## Selected passage:
Most box colors are permanent hair colors that are designed to replace color pigments in the hair shaft so the results can last until new hair grows out. To do this, they contain ammonia (or an alternative) to swell the hair cuticles open (think of them like scales). Then a peroxide developer is added, opening the cuticles further, lightening the existing pigment, and helping carry the new color pigments into the hair shaft.

While this sounds simple enough, the process must be carefully controlled to prevent damage. If the hair swells too much, the hair shaft is compromised, which results in damage or breakage. This is one of the problems with box colors. They are made strong enough to be effective on a wide range of hair, but as a result, they tend to cause damage. You can minimize damage by choosing a high-quality product and following the instructions and timing carefully.

Another common problem with box color is “build-up” and “banding” that can occur due to heavy pigments combined with improper application. After your roots show, and you apply color again, the previously colored hair gets darker and the new hair is lighter. After a few applications, a “build-up” will form and you will see visible “bands” of color. Professionals avoid this by sectioning your hair and applying color only to new growth and then blending.

With these tips, you can minimize damage and get decent results, but only if you want boring color and there are not any other factors to consider. Colorists consider many other factors: natural hair color, porosity, gray coverage, deposits from hard water or chlorine, heat and sun exposure, etc. They know what’s best for your specific hair. They use high-quality products (like Davines) to mix custom colors at strengths that are perfect for you. Like an artist, they also use special application techniques to add subtle or bold dimension.

## Material provided:
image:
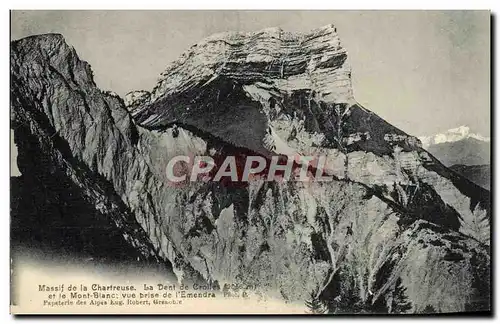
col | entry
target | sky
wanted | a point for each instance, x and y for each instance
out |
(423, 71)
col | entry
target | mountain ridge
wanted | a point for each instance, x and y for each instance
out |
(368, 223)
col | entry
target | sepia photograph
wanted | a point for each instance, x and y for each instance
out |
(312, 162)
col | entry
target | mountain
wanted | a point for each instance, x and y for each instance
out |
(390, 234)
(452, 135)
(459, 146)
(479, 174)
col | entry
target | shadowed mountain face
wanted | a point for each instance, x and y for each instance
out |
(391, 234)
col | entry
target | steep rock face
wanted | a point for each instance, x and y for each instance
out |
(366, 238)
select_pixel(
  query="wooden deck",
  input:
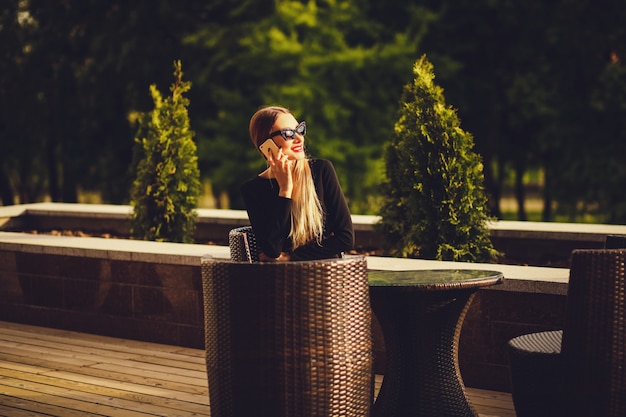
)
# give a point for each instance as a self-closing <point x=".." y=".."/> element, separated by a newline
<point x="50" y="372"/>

## Requirements:
1 – According to the passage on box hair color, why do box colors tend to damage hair? Answer in one to three sentences.
2 – In the passage on box hair color, what do professionals do to avoid build-up and banding?
The data has no connection to the passage on box hair color.

## Solutions per task:
1 – Box colors are made strong enough to work on a wide range of hair. That strength can make the hair swell too much, which compromises the hair shaft and leads to damage or breakage.

2 – They section the hair, apply color only to the new growth, and then blend.